▶ Short exercise
Pick out each line in the listing below that contains the string "tags", and copy those lines in full. Treat uppercase and lowercase letters as different.

▶ Data to use
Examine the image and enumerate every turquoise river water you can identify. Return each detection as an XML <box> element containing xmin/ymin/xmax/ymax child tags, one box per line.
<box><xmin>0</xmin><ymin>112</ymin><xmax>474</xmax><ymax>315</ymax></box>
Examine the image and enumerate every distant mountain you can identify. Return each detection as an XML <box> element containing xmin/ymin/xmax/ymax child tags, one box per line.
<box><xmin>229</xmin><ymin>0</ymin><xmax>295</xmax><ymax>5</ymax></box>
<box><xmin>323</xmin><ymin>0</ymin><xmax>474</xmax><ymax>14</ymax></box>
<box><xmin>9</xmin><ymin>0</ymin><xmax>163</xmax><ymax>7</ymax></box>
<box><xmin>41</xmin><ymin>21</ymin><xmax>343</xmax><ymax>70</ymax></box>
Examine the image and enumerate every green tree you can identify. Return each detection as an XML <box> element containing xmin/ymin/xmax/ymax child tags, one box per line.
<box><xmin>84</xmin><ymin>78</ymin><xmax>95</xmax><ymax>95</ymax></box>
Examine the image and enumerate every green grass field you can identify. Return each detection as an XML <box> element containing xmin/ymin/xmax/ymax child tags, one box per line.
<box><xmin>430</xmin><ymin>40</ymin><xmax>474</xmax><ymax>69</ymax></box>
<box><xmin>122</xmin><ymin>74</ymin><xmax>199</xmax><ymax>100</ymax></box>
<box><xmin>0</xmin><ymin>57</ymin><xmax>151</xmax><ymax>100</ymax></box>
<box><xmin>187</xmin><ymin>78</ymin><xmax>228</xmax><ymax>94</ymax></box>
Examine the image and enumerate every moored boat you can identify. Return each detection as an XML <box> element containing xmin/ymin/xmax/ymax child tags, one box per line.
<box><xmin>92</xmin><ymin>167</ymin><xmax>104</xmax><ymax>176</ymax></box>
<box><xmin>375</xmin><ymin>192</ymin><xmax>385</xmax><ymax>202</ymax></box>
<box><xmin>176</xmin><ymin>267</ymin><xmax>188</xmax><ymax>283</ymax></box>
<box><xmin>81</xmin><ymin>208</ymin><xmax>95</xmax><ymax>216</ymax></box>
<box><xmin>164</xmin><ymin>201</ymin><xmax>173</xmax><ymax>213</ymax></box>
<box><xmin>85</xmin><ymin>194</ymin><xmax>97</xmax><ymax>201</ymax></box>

▶ Finished answer
Examine the image and enumerate every turquoise river water you can identify. Return each detection as an XML <box> element containing xmin/ymin/xmax/ymax child tags, one box per line.
Examine the image and enumerate every distant mountain you can identify. Return each detection as an XML <box> element containing xmin/ymin/xmax/ymax child tags, one box per line.
Examine the image and enumerate every green tree you can identify. Return each detection as an XML <box> element containing xmin/ymin/xmax/ymax child tags, one box per line.
Examine the image and enumerate every green grass field you can identify. Return each detection as an XML <box> element containing xmin/ymin/xmax/ymax child tags, one box per line.
Examine the image and enumerate every moored boat you can identify. Return each detection as an XML <box> element containing xmin/ymin/xmax/ymax child tags, one box per line.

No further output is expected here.